### Tekst źródłowy:
----

2/5 | Pierwsze wrażenie
11.01.2011 | aktual.: 12.01.2011 18:34
Witam wszystkich, a w szczególności tych, którzy przeżyli poprzednie tło :)
Jak wskazuje tytuł, ta część wpisu dotyczyła będzie pierwszego wrażenia, ale także obudowy i domyślnego oprogramowania.
Opakowanie
Karton z zewnątrz jest raczej ascetyczny. Kolorów w zasadzie brak, podobnie zdjęć maszyny czy innych bajerów. Z boku znajduje się naklejka z listą parametrów, natomiast u góry rączka do przenoszenia. Całość jest w miarę solidna i na podróż z maszyną do domu zwyczajnie starcza.
Po otwarciu pudełka okazało się, że rączka nie jest przymocowana do kartonu. Jej końce są po prostu założone w dziury zrobione w górnej części pudełka.

----

### Przekazane dane:

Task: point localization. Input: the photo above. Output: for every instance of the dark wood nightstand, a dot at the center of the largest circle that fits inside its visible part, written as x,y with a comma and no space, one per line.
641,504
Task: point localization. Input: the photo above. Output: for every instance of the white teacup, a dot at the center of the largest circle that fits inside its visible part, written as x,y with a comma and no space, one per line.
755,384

----

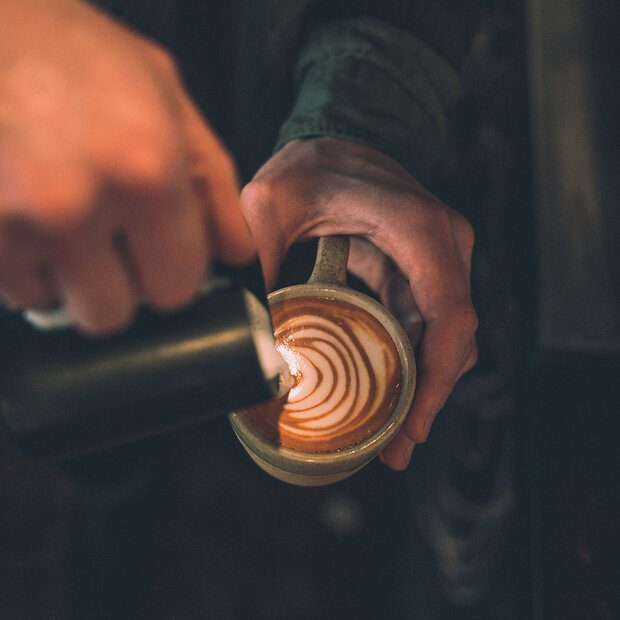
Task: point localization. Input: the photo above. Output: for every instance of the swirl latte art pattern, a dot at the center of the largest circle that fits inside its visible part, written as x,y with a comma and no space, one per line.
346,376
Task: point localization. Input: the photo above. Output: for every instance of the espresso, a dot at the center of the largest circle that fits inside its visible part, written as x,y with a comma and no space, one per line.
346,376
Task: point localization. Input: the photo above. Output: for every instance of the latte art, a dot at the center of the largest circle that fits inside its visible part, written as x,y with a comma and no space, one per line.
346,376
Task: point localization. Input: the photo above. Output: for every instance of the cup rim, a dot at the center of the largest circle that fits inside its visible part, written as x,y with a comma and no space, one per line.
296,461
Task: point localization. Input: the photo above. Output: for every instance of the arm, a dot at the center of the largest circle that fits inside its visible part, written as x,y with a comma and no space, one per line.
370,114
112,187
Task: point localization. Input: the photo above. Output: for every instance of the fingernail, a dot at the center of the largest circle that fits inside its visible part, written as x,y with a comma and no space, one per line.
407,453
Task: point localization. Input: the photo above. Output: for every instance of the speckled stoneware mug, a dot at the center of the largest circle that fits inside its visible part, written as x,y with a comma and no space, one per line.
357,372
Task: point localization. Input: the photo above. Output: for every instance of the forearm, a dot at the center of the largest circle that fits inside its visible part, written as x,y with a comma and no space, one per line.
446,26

----

### Do zrobienia:
a. Wyszukaj w listingu wszystkie wiersze zawierające słowo „latte” i przepisz je.
b. Dopisz dalszą część wpisu o pierwszym wrażeniu i opakowaniu maszyny, zaczynając po jego ostatnim zdaniu.

### Wyniki końcowe:
a.
Task: point localization. Input: the photo above. Output: for every instance of the swirl latte art pattern, a dot at the center of the largest circle that fits inside its visible part, written as x,y with a comma and no space, one per line.
Task: point localization. Input: the photo above. Output: for every instance of the latte art, a dot at the center of the largest circle that fits inside its visible part, written as x,y with a comma and no space, one per line.

b.
Zawartość opakowania
W środku także panuje względny minimalizm. W osobnym kartoniku (na zdjęciu po lewej) upchano kabel zasilający, adapter i baterię (z fajnym bajerem - dotknięcie wydzielonego na niej kółka zapala diody sygnalizujące w przybliżeniu poziom naładowania). Poza tymi peryferiami oraz samą maszyną dołożono folię zawierającą wszystkie drukowane materiały (nudne jak diabli, nie będę Was katował ich opisami) oraz.......ściereczkę (szmatkę?), której obecność jest jak najbardziej uzasadniona (o tym za chwilę).
Sam notebook na górnej pokrywie naklejoną miał folię ochronną, a ekran od klawiatury oddzielała śmieszna biała plansza z dziurką w miejscu włącznika. Po ich zdjęciu maszyna zaprezentowała się w pełnej krasie.
Laptop w środku
Po materiałach znalezionych w internecie spodziewałem się, że czerwień będzie bardziej jaskrawa. Tymczasem kolor jest bardzo stonowany, a klapę górną z odległości można wziąć nawet za czarną.
Nad klawiaturą znajdują się tylko 3 srebrne elementy - 2 głośniki i włącznik. Ten ostatni ma prosty wzór i nie wyobrażam sobie, aby ktoś nie domyślił się do czego służy.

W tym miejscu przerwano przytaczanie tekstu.